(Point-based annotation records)
----------

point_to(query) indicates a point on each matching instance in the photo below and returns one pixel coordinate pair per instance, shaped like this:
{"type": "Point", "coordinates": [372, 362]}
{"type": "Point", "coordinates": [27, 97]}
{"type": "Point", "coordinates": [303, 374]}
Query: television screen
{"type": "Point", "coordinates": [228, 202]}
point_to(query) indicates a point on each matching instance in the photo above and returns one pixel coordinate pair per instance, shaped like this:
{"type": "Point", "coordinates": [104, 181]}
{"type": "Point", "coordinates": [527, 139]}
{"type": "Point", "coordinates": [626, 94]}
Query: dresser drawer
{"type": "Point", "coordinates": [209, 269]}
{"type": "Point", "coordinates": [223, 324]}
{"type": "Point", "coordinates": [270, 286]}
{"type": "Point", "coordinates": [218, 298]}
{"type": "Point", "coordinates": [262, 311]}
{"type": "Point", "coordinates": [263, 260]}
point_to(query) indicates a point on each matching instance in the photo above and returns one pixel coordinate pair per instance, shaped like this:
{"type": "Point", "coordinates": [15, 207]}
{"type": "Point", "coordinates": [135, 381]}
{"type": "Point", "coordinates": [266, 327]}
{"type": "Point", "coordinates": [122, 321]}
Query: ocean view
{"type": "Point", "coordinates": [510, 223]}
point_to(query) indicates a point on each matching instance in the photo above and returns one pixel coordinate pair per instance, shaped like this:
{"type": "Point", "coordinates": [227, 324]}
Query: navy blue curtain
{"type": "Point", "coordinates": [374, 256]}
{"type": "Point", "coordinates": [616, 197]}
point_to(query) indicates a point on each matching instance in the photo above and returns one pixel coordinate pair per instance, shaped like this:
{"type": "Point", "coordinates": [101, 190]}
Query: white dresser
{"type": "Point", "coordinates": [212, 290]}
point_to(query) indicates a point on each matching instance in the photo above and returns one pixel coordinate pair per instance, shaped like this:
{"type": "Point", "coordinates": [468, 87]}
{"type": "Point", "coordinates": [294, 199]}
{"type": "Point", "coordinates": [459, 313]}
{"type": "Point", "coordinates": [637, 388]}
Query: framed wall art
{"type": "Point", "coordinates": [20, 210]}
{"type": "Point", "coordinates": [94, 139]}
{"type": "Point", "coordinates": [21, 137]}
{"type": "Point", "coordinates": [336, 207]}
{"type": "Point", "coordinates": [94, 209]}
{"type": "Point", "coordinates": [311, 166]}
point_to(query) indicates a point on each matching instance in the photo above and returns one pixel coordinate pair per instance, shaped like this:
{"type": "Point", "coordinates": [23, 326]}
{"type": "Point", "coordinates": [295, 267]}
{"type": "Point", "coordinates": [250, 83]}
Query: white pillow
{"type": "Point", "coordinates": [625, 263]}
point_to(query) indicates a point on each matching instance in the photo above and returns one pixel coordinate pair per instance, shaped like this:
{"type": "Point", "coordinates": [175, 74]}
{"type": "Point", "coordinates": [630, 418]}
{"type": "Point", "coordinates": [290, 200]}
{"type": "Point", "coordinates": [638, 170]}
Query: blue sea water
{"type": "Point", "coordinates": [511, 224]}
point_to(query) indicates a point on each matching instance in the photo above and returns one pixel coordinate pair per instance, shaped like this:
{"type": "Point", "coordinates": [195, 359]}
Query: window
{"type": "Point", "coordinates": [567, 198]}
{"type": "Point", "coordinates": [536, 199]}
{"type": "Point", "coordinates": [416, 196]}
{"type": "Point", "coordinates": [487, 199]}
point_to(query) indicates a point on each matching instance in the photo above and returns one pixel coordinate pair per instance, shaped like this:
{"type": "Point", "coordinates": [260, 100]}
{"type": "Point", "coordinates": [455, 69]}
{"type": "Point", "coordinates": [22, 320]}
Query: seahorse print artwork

----------

State how many lines of the records above contain the string "dresser", treating uppercase and lowercase as distinct. Reply with the number alone.

2